*REQUIREMENT:*
Determine how many lines below include the string "hand". Reply with the number only.

[Start of section]

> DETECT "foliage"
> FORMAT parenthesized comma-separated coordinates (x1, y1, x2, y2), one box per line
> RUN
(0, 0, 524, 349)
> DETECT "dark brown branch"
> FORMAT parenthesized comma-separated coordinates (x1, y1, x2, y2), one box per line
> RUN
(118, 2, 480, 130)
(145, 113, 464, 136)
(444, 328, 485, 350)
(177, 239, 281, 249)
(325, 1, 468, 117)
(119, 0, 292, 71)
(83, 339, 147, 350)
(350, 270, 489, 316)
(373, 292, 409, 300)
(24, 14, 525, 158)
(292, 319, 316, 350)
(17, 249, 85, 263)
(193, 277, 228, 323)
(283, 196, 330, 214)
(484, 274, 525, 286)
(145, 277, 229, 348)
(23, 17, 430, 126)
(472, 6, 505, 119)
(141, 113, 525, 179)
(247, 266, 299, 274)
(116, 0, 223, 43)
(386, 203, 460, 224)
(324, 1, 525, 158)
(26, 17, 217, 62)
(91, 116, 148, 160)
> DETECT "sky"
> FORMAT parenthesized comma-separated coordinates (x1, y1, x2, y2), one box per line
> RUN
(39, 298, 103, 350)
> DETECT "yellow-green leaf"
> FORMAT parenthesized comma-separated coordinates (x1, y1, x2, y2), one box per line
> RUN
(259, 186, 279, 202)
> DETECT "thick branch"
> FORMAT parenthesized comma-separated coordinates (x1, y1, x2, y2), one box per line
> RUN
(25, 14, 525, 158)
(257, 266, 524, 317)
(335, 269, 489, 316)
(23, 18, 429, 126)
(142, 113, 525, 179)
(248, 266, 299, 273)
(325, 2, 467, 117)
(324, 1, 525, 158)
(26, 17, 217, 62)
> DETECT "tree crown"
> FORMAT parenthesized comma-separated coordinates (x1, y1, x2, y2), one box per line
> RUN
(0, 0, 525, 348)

[End of section]
[Start of section]

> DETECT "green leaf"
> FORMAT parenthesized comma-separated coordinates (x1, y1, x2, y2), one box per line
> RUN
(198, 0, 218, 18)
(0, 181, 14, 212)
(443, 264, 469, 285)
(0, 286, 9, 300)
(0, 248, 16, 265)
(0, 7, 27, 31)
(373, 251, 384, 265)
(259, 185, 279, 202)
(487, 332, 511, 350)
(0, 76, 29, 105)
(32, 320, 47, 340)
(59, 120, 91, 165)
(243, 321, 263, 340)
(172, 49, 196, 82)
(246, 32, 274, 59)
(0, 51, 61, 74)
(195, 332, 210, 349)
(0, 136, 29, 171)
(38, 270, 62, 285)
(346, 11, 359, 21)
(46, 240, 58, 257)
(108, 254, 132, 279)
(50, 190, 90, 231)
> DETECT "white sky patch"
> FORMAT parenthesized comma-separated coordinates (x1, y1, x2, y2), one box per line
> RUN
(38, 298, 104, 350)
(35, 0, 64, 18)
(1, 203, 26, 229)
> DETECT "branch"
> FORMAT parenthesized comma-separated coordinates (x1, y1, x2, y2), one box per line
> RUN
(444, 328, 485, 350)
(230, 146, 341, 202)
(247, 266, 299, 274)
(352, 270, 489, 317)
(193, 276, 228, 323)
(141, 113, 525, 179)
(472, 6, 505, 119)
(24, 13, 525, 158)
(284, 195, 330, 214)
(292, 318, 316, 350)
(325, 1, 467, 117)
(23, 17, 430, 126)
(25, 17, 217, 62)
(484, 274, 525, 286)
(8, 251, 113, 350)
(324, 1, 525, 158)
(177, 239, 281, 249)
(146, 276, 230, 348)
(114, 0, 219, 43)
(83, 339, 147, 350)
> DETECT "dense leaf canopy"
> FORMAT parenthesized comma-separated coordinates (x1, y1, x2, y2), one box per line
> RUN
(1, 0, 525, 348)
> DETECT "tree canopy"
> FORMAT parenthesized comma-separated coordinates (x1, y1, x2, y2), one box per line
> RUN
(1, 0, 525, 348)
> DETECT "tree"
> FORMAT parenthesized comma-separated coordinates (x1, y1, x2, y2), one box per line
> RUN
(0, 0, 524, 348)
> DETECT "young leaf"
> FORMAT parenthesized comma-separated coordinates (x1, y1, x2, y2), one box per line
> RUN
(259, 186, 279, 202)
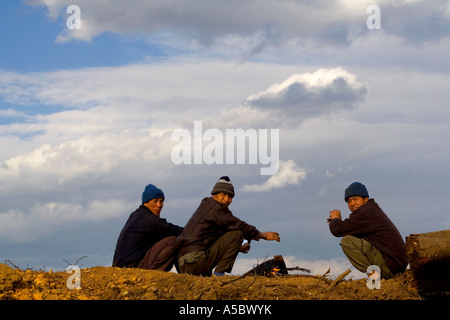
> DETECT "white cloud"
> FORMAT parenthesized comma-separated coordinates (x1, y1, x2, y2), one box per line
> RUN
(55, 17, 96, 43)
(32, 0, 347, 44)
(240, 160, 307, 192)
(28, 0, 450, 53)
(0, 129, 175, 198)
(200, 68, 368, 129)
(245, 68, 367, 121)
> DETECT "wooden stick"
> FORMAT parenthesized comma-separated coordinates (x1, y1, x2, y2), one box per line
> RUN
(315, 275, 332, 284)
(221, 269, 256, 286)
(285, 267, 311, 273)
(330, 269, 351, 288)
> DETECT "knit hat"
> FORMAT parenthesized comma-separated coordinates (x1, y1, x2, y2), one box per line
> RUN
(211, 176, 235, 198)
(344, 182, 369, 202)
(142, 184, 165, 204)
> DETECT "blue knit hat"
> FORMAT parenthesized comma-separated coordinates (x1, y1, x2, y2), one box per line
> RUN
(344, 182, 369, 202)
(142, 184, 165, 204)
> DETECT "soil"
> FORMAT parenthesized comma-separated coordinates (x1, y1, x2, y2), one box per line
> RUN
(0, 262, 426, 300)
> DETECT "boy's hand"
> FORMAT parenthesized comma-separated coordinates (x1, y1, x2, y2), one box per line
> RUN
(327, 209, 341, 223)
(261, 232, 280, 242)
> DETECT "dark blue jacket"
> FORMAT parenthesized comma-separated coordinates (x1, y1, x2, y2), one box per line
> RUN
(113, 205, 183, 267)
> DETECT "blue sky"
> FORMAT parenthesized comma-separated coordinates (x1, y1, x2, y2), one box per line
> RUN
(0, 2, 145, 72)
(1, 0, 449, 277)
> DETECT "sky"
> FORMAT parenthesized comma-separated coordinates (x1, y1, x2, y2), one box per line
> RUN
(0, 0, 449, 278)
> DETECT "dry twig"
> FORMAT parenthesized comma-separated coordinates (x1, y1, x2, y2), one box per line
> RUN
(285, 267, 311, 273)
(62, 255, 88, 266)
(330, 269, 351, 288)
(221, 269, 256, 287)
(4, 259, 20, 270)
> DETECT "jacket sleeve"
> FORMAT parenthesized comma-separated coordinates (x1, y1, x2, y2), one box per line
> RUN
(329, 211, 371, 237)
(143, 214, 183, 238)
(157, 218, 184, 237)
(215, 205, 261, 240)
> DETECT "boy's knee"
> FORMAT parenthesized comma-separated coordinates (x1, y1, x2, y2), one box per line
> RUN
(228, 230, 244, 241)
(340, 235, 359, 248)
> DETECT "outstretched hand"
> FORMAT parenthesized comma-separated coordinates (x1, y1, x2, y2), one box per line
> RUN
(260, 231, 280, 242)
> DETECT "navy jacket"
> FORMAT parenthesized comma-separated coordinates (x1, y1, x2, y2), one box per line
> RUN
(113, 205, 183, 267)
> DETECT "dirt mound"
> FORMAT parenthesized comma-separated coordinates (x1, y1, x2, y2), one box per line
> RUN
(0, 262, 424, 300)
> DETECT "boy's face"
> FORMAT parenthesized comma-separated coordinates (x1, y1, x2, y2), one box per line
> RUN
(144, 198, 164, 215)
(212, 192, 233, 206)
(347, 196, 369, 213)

[End of section]

*OUTPUT BELOW:*
2